# TASK TO COMPLETE
Return, in full, every line in the records below that contains the word "wooden".
+++ EXERCISE INPUT
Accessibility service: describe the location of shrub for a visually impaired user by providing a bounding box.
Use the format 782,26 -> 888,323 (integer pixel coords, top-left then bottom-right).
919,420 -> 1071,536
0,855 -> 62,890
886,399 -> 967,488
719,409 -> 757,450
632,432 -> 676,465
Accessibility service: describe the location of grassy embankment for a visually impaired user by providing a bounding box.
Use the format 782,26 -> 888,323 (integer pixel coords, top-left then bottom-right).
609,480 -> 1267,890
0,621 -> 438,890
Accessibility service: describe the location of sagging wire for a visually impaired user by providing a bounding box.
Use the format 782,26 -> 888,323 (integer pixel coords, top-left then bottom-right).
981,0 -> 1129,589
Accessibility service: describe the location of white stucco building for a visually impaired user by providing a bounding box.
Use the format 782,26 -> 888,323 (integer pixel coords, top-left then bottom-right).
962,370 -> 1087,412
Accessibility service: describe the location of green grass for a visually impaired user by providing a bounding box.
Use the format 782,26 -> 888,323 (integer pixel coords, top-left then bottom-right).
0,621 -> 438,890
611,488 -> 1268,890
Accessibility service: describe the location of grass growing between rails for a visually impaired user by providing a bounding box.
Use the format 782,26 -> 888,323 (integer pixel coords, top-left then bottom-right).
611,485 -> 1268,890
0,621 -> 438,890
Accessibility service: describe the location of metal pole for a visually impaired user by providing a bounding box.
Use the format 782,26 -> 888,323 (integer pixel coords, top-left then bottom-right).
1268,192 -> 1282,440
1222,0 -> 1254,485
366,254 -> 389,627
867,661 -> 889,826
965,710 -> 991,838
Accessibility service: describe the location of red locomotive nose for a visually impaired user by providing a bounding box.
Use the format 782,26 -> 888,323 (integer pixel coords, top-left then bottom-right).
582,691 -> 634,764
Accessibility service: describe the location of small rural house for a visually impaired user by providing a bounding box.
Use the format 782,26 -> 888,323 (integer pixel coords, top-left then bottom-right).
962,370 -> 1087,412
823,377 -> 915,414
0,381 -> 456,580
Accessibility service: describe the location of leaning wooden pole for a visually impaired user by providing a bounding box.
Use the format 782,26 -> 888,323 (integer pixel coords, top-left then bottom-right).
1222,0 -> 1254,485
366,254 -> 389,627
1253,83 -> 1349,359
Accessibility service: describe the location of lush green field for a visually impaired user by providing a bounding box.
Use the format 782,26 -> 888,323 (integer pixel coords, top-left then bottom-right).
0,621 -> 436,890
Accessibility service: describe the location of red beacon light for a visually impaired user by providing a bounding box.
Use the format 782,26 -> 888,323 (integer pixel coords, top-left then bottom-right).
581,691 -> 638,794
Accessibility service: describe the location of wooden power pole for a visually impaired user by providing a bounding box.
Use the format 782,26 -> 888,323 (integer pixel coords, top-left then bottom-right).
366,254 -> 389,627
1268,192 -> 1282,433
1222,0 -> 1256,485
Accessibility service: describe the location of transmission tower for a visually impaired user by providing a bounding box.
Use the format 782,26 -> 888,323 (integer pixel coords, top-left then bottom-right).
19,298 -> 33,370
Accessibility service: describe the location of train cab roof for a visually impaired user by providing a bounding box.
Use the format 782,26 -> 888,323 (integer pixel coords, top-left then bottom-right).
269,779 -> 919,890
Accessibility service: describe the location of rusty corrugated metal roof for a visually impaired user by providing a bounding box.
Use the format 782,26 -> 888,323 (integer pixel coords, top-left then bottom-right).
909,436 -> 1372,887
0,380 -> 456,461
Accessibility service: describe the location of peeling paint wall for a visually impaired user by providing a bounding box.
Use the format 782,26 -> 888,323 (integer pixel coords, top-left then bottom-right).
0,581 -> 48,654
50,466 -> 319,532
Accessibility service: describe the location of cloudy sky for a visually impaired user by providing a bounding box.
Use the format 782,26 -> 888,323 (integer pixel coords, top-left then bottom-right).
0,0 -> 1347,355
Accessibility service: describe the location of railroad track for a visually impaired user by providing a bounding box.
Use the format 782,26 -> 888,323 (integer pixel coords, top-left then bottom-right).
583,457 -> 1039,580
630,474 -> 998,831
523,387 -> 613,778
++++++
# WRITTEN REPLY
Accessibility service: describe the location of leaning wooden pole for a visually impaired user by providing a bounding box.
Accessibility service: describe the location of wooden power pole for a visually impaired user by providing a bounding box.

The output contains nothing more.